Copy out the items from the line containing "Find the red niche" through the line containing "x=768, y=317", both lines included. Raise every x and y coordinate in the answers by 74 and leave every other line unchanged.

--- Begin Data rows ---

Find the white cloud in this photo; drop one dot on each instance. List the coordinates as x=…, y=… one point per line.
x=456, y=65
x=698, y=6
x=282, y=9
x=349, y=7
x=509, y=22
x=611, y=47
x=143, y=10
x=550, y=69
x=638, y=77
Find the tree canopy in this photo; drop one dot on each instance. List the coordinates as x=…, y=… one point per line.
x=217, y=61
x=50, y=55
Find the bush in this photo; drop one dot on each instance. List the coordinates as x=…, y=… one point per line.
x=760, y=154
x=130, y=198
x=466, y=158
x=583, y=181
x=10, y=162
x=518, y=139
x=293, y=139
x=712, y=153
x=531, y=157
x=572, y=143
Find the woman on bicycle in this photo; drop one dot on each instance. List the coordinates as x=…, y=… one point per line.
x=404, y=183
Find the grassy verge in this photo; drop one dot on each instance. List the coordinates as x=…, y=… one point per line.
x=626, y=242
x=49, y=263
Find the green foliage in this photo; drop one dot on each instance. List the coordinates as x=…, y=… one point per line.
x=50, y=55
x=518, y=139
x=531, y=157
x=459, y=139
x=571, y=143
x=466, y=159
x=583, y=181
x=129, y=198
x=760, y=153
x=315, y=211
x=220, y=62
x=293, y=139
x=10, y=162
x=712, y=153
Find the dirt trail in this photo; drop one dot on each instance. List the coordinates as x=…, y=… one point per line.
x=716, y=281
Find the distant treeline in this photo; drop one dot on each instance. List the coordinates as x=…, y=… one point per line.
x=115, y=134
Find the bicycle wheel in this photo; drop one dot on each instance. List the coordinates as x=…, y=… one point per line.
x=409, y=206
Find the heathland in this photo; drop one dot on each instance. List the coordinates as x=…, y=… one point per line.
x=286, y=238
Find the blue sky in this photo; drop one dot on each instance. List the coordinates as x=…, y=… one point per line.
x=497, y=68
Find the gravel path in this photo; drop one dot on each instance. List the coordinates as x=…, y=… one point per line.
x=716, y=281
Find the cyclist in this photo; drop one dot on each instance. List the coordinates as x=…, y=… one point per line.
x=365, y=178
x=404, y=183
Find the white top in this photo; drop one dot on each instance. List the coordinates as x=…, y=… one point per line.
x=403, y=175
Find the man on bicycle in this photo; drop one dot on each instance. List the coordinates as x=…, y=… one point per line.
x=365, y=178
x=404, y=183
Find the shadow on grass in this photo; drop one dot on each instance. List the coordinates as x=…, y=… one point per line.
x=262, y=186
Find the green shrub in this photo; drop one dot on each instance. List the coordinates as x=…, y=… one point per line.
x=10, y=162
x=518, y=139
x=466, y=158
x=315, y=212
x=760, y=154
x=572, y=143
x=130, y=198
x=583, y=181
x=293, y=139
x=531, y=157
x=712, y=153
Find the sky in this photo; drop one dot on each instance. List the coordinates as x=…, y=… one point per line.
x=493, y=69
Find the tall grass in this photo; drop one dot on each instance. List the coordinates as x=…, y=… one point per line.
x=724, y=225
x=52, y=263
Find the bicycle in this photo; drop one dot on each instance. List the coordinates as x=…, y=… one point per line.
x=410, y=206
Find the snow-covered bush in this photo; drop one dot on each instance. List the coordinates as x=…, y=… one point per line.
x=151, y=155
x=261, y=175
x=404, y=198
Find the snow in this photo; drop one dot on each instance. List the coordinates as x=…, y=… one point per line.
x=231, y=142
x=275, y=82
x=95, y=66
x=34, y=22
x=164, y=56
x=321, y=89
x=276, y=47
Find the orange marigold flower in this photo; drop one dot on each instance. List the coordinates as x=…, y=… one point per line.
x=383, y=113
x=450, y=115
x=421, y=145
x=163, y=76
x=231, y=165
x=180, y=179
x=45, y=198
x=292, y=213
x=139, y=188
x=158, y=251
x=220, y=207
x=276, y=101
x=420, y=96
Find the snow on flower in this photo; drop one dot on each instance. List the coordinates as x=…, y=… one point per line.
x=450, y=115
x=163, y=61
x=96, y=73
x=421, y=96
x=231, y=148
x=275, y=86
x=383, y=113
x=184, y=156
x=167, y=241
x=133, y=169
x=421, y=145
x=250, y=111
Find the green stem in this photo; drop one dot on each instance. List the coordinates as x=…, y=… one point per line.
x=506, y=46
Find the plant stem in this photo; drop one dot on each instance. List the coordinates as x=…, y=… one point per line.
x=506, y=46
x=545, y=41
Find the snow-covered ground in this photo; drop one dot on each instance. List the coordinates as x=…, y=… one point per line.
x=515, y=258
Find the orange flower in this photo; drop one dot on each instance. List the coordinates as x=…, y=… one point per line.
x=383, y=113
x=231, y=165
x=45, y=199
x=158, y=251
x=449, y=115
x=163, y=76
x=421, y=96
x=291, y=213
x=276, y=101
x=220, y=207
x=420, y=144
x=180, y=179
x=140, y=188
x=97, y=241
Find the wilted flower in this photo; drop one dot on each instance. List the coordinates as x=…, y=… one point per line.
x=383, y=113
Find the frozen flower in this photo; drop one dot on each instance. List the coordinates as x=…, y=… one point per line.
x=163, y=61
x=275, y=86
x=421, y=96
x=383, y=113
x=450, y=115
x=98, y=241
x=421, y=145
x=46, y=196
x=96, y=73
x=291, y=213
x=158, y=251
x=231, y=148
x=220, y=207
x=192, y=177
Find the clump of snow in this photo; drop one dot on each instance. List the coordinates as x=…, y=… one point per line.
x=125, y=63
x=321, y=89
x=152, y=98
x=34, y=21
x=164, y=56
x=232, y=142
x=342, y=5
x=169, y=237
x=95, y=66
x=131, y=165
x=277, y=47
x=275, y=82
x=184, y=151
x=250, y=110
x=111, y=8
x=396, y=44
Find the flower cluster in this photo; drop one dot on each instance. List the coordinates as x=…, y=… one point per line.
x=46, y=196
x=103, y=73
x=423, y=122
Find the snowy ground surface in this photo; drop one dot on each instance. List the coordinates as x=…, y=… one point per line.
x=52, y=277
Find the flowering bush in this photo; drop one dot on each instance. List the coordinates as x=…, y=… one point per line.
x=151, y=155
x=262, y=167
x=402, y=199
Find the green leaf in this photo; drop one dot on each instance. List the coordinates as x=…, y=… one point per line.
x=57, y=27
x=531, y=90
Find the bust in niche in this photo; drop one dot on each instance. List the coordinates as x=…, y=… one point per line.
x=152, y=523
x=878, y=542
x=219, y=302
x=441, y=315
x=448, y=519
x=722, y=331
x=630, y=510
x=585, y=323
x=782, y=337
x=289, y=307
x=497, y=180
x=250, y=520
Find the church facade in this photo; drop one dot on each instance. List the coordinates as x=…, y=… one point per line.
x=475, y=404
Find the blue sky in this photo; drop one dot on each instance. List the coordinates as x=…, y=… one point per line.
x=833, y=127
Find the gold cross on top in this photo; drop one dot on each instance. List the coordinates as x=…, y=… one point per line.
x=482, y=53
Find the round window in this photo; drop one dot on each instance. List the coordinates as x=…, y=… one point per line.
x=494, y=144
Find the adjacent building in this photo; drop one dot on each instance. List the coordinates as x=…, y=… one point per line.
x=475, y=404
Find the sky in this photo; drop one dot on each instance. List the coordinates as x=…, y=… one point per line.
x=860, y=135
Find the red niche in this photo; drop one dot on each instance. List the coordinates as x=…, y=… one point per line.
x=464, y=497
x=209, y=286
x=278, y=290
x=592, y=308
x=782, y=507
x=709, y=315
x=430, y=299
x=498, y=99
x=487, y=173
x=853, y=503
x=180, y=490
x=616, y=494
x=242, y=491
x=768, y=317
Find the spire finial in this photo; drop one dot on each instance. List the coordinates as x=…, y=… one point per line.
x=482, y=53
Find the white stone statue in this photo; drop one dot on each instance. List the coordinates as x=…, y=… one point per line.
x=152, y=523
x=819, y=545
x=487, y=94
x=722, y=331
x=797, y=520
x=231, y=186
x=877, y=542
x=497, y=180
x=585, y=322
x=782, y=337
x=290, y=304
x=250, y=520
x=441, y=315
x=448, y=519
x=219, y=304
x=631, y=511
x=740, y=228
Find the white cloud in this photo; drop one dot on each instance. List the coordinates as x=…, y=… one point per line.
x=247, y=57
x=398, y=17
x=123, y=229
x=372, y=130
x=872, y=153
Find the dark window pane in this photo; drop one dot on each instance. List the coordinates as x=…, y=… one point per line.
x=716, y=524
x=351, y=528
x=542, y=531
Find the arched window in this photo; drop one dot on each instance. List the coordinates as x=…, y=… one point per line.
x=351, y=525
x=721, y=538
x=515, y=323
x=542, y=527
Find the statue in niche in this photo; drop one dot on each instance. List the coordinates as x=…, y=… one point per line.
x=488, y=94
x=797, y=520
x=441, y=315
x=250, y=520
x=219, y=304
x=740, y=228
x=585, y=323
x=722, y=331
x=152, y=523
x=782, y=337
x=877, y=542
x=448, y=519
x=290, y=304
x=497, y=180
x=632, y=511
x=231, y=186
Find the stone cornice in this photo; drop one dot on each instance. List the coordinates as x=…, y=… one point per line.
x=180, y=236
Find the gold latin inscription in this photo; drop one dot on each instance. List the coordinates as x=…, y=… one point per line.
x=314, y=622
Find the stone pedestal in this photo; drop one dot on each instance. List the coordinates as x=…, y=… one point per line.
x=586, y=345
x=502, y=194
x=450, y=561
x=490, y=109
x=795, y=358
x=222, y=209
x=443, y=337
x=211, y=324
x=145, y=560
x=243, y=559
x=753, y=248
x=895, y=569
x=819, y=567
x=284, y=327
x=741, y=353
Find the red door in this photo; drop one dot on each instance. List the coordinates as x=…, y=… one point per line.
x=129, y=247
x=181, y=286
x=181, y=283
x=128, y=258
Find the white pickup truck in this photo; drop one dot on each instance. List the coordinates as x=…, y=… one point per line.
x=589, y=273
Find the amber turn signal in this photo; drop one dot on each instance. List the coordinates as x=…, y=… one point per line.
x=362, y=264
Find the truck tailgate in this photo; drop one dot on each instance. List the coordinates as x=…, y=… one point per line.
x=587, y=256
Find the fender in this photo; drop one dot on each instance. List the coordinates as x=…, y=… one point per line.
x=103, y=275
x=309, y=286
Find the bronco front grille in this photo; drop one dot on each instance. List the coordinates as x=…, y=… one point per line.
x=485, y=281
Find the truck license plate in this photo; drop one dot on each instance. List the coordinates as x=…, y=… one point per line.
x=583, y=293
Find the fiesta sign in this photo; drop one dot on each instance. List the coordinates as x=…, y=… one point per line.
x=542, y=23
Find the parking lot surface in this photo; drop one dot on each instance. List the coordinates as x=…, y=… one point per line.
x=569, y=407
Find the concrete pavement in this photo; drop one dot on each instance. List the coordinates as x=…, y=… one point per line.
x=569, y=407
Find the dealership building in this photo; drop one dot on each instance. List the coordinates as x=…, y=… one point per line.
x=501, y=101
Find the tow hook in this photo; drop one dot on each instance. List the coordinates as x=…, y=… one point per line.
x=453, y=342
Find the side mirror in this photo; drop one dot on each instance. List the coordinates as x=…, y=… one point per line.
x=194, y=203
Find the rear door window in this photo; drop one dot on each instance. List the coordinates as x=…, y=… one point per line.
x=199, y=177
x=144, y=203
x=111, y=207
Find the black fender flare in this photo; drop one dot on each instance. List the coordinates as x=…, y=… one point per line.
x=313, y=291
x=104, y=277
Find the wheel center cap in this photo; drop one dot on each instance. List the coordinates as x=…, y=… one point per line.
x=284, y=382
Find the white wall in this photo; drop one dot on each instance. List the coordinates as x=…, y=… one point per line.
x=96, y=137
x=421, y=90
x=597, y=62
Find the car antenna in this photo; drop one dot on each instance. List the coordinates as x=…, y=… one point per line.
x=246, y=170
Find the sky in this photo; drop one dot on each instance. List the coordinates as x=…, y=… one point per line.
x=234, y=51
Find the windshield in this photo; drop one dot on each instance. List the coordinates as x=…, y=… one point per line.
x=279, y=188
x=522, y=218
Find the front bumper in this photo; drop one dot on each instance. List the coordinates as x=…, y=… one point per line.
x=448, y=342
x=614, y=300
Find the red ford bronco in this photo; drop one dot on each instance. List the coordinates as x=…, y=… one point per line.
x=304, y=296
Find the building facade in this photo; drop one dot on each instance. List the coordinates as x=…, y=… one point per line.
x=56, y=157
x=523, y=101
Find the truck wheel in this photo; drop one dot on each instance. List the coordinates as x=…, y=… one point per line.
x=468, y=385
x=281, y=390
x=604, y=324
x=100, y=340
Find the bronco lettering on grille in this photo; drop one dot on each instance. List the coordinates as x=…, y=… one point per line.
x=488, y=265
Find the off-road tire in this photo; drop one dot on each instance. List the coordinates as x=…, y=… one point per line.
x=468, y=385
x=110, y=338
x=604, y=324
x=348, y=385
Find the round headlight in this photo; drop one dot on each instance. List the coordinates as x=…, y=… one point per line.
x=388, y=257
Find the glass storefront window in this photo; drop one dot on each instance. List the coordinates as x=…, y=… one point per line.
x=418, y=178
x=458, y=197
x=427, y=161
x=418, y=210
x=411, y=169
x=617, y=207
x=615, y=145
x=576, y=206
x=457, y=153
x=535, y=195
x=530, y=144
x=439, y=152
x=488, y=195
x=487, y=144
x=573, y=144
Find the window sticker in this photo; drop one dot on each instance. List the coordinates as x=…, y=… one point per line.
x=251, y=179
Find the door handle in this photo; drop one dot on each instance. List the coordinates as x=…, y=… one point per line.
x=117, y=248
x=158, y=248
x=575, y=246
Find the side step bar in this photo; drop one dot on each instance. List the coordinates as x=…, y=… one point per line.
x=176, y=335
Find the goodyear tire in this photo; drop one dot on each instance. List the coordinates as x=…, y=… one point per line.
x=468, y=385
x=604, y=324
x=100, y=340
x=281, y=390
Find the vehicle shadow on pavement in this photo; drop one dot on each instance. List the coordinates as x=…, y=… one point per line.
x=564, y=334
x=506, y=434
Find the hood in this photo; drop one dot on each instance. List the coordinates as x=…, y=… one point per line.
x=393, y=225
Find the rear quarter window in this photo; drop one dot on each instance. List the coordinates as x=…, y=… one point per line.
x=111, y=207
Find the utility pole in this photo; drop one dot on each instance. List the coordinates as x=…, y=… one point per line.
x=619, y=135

--- End Data rows ---

_Written answer_.
Find the red niche in this photo; drop one dot on each instance. List the coordinates as x=…, y=… one point per line.
x=538, y=571
x=283, y=360
x=352, y=364
x=666, y=382
x=856, y=581
x=783, y=389
x=504, y=373
x=572, y=173
x=561, y=247
x=927, y=577
x=254, y=564
x=690, y=568
x=316, y=565
x=842, y=391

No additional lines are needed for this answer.